Records from an annotation dataset:
==============================

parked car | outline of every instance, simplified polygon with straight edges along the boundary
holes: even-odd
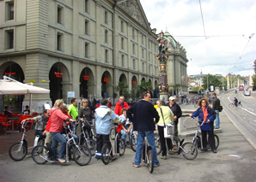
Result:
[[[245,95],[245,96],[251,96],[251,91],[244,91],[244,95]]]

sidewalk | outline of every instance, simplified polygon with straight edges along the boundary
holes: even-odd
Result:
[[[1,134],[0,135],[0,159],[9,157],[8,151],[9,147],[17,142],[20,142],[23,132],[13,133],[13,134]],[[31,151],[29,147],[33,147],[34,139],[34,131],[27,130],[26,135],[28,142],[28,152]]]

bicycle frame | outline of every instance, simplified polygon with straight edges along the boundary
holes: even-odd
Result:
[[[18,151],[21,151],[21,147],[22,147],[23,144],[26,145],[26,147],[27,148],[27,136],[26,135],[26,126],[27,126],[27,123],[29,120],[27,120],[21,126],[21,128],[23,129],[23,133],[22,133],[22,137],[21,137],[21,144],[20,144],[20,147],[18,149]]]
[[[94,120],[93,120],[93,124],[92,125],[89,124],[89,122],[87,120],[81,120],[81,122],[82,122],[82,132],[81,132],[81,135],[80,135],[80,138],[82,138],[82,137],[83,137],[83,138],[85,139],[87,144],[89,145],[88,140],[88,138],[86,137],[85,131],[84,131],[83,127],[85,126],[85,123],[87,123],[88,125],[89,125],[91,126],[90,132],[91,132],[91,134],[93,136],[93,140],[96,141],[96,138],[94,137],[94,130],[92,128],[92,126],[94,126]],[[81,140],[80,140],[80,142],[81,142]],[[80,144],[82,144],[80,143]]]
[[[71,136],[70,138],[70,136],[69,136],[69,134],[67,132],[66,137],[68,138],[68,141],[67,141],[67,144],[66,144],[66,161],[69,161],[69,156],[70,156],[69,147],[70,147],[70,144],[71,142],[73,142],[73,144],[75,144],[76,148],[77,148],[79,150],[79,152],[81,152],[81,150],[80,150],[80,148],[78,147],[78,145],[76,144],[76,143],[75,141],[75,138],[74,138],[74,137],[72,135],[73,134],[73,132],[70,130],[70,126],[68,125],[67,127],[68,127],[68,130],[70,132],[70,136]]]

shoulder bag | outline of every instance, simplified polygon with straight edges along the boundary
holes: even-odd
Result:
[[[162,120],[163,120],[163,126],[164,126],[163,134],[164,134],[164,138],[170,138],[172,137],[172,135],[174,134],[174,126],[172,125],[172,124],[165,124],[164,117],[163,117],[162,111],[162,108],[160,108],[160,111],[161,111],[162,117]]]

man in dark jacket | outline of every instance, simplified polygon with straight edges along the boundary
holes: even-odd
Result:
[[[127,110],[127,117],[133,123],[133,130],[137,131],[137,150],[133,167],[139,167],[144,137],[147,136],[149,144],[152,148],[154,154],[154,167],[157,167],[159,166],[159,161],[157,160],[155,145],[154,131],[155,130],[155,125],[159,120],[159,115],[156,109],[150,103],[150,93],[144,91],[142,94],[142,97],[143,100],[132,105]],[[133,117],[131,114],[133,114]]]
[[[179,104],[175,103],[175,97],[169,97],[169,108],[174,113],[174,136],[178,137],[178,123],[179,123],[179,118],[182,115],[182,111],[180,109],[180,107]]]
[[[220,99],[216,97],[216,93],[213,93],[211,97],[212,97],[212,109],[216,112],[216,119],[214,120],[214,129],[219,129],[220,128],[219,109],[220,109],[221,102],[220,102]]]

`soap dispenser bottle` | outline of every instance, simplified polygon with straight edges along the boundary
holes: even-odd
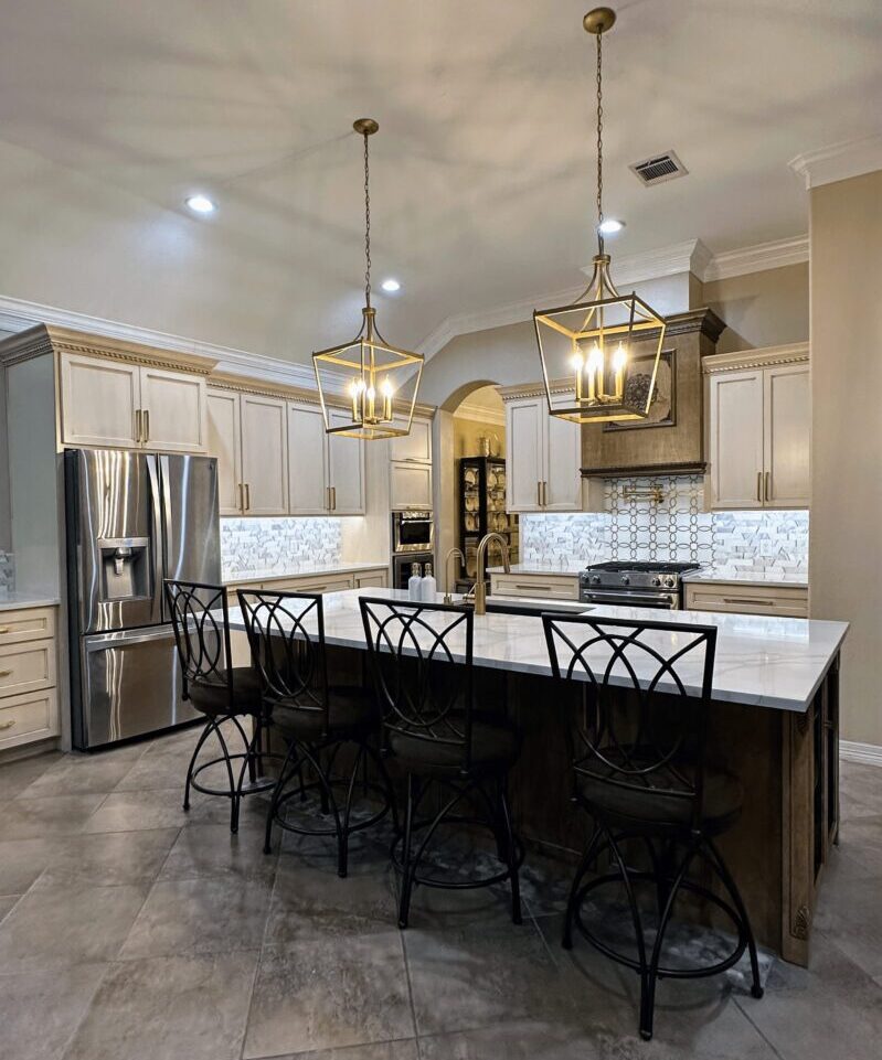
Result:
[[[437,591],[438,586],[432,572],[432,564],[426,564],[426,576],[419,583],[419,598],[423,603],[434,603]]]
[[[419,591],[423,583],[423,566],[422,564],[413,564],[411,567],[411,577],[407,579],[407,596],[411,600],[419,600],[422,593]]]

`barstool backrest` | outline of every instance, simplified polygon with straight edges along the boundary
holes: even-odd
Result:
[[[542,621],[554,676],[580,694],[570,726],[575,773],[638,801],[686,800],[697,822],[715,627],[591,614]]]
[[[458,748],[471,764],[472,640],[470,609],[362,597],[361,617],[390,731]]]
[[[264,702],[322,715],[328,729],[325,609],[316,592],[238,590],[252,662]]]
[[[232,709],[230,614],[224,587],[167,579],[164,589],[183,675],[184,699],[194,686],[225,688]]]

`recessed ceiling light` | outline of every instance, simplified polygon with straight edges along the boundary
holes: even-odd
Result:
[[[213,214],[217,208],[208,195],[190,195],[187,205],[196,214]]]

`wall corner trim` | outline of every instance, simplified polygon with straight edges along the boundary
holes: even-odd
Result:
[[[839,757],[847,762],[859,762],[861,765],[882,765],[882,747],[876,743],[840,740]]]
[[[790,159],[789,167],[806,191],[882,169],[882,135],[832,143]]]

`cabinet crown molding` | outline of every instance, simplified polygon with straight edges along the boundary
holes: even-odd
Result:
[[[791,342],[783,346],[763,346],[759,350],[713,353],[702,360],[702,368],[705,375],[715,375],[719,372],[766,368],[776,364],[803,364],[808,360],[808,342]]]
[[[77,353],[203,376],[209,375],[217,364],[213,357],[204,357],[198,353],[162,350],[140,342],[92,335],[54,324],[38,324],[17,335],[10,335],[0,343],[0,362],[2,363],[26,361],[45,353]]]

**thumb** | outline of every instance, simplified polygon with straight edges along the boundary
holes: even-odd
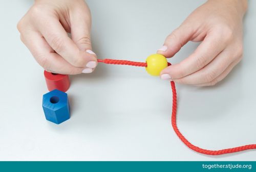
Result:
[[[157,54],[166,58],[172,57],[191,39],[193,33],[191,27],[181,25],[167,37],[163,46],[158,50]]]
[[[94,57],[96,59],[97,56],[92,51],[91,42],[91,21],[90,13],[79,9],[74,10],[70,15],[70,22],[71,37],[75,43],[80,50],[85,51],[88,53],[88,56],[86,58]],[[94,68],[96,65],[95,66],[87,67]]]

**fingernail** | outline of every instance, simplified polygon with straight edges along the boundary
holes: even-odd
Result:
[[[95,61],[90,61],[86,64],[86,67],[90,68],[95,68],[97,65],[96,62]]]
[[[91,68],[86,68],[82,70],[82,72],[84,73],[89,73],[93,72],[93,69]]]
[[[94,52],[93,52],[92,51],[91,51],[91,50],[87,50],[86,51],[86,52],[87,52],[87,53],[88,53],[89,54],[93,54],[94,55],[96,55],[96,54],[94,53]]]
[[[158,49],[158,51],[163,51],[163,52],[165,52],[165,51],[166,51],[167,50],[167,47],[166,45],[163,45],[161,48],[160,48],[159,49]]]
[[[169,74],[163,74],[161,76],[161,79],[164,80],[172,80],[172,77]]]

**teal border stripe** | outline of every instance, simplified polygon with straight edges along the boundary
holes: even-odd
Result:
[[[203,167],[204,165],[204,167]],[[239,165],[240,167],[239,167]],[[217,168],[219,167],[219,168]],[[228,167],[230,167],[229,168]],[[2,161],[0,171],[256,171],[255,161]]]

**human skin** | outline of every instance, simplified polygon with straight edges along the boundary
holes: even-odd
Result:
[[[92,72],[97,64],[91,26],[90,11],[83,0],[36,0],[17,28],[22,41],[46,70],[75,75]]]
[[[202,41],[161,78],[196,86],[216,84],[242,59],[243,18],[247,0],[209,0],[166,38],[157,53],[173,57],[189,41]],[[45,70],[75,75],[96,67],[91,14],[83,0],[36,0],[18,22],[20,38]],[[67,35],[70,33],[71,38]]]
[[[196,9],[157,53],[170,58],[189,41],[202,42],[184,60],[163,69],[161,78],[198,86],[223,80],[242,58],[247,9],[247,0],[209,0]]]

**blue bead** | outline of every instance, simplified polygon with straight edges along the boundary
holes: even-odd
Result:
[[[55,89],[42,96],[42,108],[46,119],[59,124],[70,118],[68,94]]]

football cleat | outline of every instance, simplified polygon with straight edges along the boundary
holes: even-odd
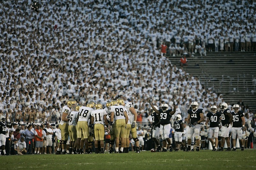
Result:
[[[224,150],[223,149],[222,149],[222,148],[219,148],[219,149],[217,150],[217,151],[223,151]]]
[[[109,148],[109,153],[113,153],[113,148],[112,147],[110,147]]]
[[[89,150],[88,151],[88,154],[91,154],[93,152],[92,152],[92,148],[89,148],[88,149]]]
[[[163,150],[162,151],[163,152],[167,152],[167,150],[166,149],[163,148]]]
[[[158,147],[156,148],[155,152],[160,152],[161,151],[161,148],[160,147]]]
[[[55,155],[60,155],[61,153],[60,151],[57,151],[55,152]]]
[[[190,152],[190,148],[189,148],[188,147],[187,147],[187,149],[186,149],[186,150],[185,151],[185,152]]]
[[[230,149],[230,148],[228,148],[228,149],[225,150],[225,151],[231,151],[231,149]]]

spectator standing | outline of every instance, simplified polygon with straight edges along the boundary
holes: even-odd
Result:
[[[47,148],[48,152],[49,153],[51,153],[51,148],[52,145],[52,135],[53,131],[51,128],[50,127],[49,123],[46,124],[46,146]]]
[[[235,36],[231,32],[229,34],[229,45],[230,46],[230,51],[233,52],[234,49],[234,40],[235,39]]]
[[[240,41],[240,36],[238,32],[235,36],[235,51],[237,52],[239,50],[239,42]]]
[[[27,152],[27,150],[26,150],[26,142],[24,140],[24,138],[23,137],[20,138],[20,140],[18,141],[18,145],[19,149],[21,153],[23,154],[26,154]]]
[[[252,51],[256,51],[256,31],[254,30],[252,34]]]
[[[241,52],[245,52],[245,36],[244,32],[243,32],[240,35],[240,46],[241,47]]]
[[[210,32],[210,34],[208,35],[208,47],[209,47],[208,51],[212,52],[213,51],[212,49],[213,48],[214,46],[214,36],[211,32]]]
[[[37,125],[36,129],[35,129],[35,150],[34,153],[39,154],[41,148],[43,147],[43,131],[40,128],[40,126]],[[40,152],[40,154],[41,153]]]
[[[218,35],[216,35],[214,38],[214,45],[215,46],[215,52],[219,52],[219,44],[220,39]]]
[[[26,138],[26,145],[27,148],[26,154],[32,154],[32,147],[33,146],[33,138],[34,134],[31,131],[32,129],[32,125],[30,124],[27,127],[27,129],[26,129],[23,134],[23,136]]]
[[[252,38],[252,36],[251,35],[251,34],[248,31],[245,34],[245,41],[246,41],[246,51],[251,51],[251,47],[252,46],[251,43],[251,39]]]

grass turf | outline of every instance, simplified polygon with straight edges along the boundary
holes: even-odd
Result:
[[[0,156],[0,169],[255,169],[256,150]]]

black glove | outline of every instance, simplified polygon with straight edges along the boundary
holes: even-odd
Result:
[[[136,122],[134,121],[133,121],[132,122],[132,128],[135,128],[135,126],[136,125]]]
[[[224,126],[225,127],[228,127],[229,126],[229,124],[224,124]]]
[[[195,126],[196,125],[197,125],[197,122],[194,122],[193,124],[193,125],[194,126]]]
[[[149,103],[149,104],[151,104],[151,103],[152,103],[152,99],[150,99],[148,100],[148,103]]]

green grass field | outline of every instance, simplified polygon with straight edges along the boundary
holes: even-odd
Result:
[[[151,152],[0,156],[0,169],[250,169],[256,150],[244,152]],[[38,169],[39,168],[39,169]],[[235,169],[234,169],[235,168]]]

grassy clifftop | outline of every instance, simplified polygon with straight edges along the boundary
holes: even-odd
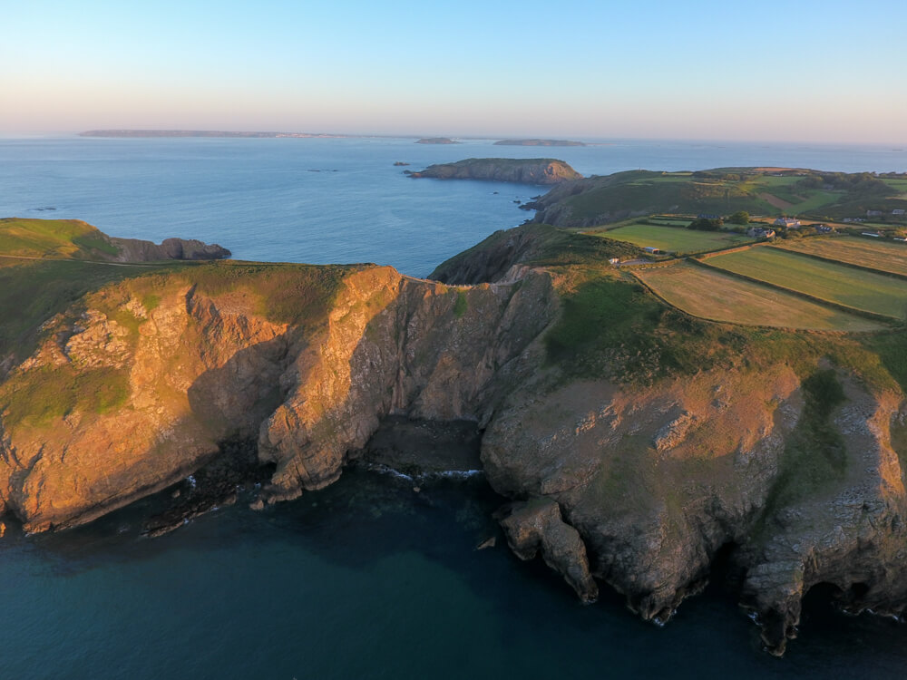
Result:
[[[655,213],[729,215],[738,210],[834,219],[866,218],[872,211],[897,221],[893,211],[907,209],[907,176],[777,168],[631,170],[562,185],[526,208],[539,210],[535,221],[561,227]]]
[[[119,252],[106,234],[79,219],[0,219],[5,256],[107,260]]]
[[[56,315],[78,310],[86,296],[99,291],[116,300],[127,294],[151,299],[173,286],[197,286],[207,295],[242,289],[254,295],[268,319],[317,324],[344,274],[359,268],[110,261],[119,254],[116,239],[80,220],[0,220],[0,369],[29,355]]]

==============================

* _Required task_
Please give the listing again from its start through the line with "[[[245,95],[245,96],[251,96],[251,91],[244,91],[244,95]]]", swapping "parked car" for "stationary car" and keeping all else unchanged. Leave out the pictures.

* _Task solution_
stationary car | outline of every instance, simplified polygon with straight edges along the boundary
holes: even-odd
Result:
[[[245,95],[245,96],[251,96],[251,91],[244,91],[244,95]]]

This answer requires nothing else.